▶ TEXTE
┌────────
Le 3 décembre, Lévy avait écrit au commissaire Pinault pour lui donner sa version des faits, mais n’avait pas cité le nom de son ami, « qui n’avait rien vu ni entendu de plus » que lui-même.


  Dans son rapport du 25 janvier 1946, Ducourthial écrivait : « Nous n’avons pas jugé utile d’entendre l’ami de M. Roland Lévy dont ce dernier n’a d’ailleurs pas cru [devoir] nous communiquer le nom et l’adresse. »

Le nom de Hanoteau avait cependant été prononcé dès le 4 décembre 1945 : c’est Maximilien Vox qui apprit à Cécile Denoël « que Me Hanoteau, alors avocat à la Cour, s’était trouvé un des premiers sur les lieux du crime avec M. Roland Lévy, directeur du Cabinet du ministre du Travail, et que Me Hanoteau était un ami de son fils Flavien Monod ; c’était par ce dernier qu’il avait appris ce qui s’était passé. »

Flavien Monod, qui a travaillé durant quelque temps au « service de presse » des Editions Denoël, durant l’année 1945, était journaliste et chansonnier, comme Hanoteau. On peut supposer que Hanoteau lui avait appris la nouvelle de l’assassinat, dès le 3 décembre.

Dans la première lettre qu’il adresse au juge Gollety, le 21 mai 1946, Armand Rozelaar écrit : « Il existe un autre témoin que je vous demande de bien vouloir entendre. Il s’agit de M. Hanoteau, avocat à la Cour de Paris, demeurant 13 rue de Verneuil. Ce dernier témoin vous donnera quelques éclaircissements qui pourraient être extrêmement importants pour la suite de votre instruction. »
└────────
▶ DONNÉES FOURNIES
┌────────
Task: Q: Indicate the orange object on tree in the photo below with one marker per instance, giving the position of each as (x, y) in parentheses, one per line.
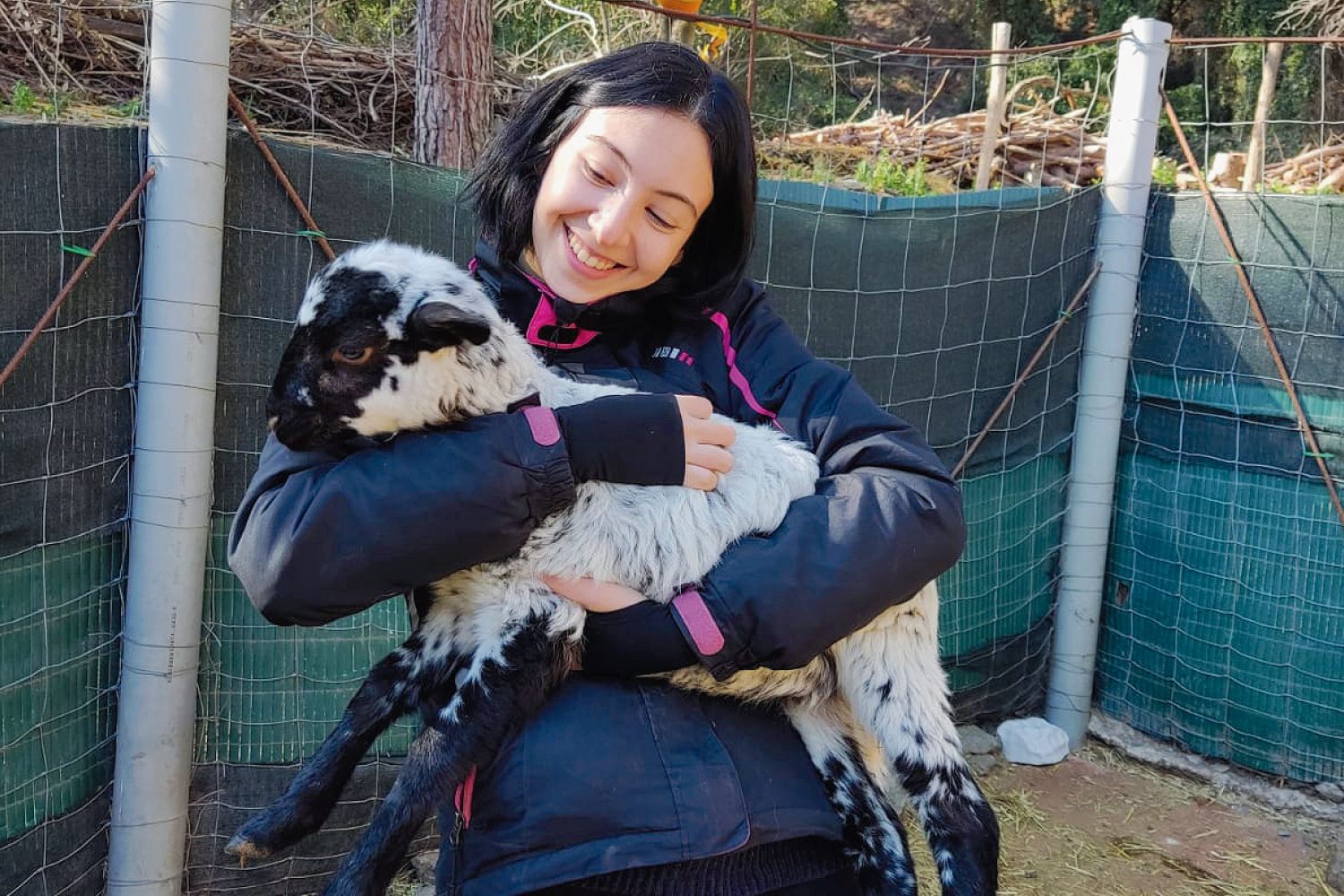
└────────
▶ OBJECTIF DE L'EXERCICE
Prolongez le texte sur le témoin Hanoteau en reprenant après sa dernière phrase.

▶ RÉSULTAT CI-DESSOUS
Dans son rapport du 15 novembre 1946, l’inspecteur Ducourthial écrit : « Touché par téléphone le 9 octobre 1946, M. Hanoteau a fait connaître à l’Inspecteur principal adjoint Ducourthial qu’il ne savait rien de plus de ce qui nous avait été dit par M. Roland Lévy, en acceptant néanmoins de venir faire sa déposition. Rendez-vous fut pris mais il ne vint pas. A la suite d’une visite que lui rendit plus tard l’inspecteur Tifa, il promit de nous faire parvenir ses déclarations par lettre, lettre que nous n’avons jamais reçue. »

Les deux enquêtes de Ducourthial n’ont donc pas permis d’interroger un témoin capital. Au cours de la nouvelle instruction, l’inspecteur Voges va, au contraire, l’entendre à deux reprises. Je ne dispose pas de ces interrogatoires, mais ils sont repris par Armand Rozelaar dans une lettre du 28 avril 1950 au juge Gollety.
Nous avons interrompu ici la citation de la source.